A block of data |
────────────────
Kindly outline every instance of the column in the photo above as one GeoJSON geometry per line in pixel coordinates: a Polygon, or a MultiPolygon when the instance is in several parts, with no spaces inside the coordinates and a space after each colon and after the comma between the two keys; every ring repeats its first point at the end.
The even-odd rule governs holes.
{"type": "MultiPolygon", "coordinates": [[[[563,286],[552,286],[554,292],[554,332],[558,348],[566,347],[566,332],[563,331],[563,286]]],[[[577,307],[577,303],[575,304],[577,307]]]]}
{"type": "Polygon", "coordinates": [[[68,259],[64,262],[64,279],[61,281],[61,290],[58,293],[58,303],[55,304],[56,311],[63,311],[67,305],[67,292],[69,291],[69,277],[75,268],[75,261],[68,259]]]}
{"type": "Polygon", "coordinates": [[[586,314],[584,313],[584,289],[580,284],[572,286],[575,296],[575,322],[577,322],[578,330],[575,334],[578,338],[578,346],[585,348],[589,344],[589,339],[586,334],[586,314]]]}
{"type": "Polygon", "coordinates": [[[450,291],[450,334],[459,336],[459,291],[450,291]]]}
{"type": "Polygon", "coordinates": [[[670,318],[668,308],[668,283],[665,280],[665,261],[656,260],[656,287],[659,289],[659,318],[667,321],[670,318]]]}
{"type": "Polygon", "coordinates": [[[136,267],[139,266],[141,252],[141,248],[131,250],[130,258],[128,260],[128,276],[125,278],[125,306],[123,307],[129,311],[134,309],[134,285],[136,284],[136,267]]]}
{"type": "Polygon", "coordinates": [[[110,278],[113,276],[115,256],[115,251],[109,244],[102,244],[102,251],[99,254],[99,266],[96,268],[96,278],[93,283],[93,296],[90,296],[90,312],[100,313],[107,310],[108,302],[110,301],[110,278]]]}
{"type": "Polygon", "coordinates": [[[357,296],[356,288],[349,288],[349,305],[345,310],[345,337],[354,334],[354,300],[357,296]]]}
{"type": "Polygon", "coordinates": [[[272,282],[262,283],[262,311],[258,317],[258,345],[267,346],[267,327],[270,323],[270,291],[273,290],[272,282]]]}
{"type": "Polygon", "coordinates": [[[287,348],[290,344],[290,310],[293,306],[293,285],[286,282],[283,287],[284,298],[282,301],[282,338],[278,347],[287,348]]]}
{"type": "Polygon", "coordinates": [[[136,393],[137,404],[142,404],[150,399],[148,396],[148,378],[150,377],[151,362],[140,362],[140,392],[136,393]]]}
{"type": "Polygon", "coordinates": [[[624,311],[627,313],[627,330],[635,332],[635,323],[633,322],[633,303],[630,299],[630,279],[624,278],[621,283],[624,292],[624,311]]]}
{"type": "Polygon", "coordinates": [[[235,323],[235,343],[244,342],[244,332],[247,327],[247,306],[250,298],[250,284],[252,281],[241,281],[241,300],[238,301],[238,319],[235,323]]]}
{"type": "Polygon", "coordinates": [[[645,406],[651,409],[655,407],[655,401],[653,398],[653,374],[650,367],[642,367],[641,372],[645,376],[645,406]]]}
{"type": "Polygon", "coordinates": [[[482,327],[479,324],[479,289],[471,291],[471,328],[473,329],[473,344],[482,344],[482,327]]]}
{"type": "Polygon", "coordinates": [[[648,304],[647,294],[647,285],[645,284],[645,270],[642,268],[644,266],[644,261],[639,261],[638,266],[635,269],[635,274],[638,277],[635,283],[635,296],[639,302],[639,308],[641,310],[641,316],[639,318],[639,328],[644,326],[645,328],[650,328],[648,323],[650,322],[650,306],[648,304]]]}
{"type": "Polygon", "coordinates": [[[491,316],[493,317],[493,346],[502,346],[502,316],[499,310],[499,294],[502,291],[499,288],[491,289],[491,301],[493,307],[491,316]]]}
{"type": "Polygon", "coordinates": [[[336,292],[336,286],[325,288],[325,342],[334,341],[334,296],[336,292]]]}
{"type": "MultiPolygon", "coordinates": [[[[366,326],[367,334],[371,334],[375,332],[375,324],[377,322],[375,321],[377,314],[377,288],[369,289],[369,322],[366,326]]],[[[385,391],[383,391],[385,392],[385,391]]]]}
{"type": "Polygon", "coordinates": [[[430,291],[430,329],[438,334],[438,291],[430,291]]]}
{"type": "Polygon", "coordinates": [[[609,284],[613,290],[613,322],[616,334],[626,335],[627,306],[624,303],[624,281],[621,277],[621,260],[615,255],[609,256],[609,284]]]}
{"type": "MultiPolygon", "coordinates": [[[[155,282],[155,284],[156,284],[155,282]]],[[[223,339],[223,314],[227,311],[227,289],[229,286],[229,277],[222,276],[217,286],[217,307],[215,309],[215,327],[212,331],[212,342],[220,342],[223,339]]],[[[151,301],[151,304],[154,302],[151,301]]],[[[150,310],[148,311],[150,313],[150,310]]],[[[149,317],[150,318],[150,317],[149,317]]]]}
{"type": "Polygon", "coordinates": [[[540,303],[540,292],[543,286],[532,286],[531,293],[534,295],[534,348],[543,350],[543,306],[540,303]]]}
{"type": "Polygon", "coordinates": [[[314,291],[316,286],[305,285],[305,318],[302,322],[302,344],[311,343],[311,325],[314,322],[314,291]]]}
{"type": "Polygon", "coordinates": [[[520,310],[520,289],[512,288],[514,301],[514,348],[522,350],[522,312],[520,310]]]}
────────────────
BRIEF | Restate each record word for word.

WORKED ANSWER |
Kindly outline every instance of the column in the photo above as one GeoJSON geometry per line in pixel coordinates: a Polygon, or a MultiPolygon when the instance is in several parts, with no spaces inside the coordinates and a space after each colon and after the comma between the two keys; every ring repeats its first point at the end.
The even-odd rule governs holes.
{"type": "MultiPolygon", "coordinates": [[[[563,286],[552,286],[554,292],[554,332],[558,348],[566,347],[566,332],[563,331],[563,286]]],[[[577,307],[577,303],[575,304],[577,307]]]]}
{"type": "Polygon", "coordinates": [[[68,259],[64,262],[64,279],[61,281],[61,290],[58,293],[58,303],[55,304],[56,311],[63,311],[67,305],[67,292],[69,291],[69,277],[75,268],[75,261],[68,259]]]}
{"type": "Polygon", "coordinates": [[[586,314],[584,313],[584,289],[580,284],[572,286],[575,296],[575,322],[577,322],[578,330],[575,334],[578,338],[578,346],[585,348],[589,344],[589,339],[586,334],[586,314]]]}
{"type": "Polygon", "coordinates": [[[450,291],[450,334],[459,336],[459,291],[450,291]]]}
{"type": "Polygon", "coordinates": [[[670,318],[668,308],[668,283],[665,280],[665,261],[656,260],[656,287],[659,289],[659,318],[667,321],[670,318]]]}
{"type": "Polygon", "coordinates": [[[136,267],[139,266],[141,252],[141,248],[131,250],[130,258],[128,260],[128,276],[125,278],[125,306],[123,307],[129,311],[134,309],[134,285],[136,284],[136,267]]]}
{"type": "Polygon", "coordinates": [[[110,278],[113,276],[115,256],[115,251],[109,244],[102,244],[102,251],[99,254],[99,266],[96,268],[96,278],[93,283],[93,296],[90,296],[90,312],[100,313],[107,310],[108,302],[110,301],[110,278]]]}
{"type": "Polygon", "coordinates": [[[357,296],[356,288],[349,288],[349,305],[345,310],[345,337],[354,334],[354,300],[357,296]]]}
{"type": "Polygon", "coordinates": [[[272,282],[262,283],[262,311],[258,317],[258,345],[267,346],[267,327],[270,323],[270,291],[273,290],[272,282]]]}
{"type": "Polygon", "coordinates": [[[287,348],[290,344],[290,310],[293,306],[293,285],[286,282],[283,287],[284,298],[282,301],[282,338],[278,347],[287,348]]]}
{"type": "Polygon", "coordinates": [[[136,393],[137,404],[142,404],[150,399],[148,396],[148,378],[150,377],[151,362],[140,362],[140,392],[136,393]]]}
{"type": "Polygon", "coordinates": [[[624,311],[627,313],[627,330],[635,332],[635,323],[633,322],[633,303],[630,299],[630,279],[624,278],[621,283],[624,292],[624,311]]]}
{"type": "Polygon", "coordinates": [[[235,323],[235,343],[244,342],[244,332],[247,327],[247,306],[250,298],[250,284],[252,281],[241,281],[241,300],[238,301],[238,319],[235,323]]]}
{"type": "Polygon", "coordinates": [[[645,406],[651,409],[655,407],[655,401],[653,398],[653,374],[650,367],[642,367],[641,372],[645,376],[645,406]]]}
{"type": "Polygon", "coordinates": [[[482,327],[479,324],[479,289],[471,291],[471,328],[473,329],[473,344],[482,344],[482,327]]]}
{"type": "Polygon", "coordinates": [[[648,304],[647,294],[647,285],[645,284],[645,270],[642,268],[644,266],[644,261],[639,261],[638,266],[635,269],[635,274],[638,277],[635,283],[635,296],[639,302],[639,308],[641,310],[641,316],[639,318],[639,328],[644,326],[645,328],[650,328],[648,323],[650,322],[650,306],[648,304]]]}
{"type": "Polygon", "coordinates": [[[491,316],[493,317],[493,346],[502,346],[502,316],[499,310],[499,294],[502,291],[499,288],[491,289],[491,301],[493,307],[491,316]]]}
{"type": "Polygon", "coordinates": [[[336,292],[336,286],[325,288],[325,342],[334,341],[334,296],[336,292]]]}
{"type": "MultiPolygon", "coordinates": [[[[366,326],[367,334],[371,334],[375,332],[375,324],[377,322],[375,321],[377,314],[377,288],[369,289],[369,322],[366,326]]],[[[385,391],[383,391],[385,392],[385,391]]]]}
{"type": "Polygon", "coordinates": [[[430,291],[430,329],[438,334],[438,291],[430,291]]]}
{"type": "Polygon", "coordinates": [[[609,284],[613,290],[613,322],[616,334],[626,335],[627,306],[624,303],[624,281],[621,277],[621,260],[615,255],[609,256],[609,284]]]}
{"type": "MultiPolygon", "coordinates": [[[[155,282],[155,284],[156,284],[155,282]]],[[[223,339],[223,314],[227,311],[227,289],[229,286],[229,277],[222,276],[217,286],[217,307],[215,309],[215,327],[212,331],[212,342],[220,342],[223,339]]],[[[151,301],[151,304],[154,302],[151,301]]],[[[150,310],[148,311],[150,313],[150,310]]],[[[149,317],[150,318],[150,317],[149,317]]]]}
{"type": "Polygon", "coordinates": [[[540,303],[540,292],[543,286],[532,286],[531,293],[534,295],[534,348],[543,350],[543,306],[540,303]]]}
{"type": "Polygon", "coordinates": [[[314,291],[316,286],[305,285],[305,318],[302,322],[302,344],[311,343],[311,325],[314,322],[314,291]]]}
{"type": "Polygon", "coordinates": [[[520,310],[520,289],[512,288],[514,301],[514,348],[522,350],[522,312],[520,310]]]}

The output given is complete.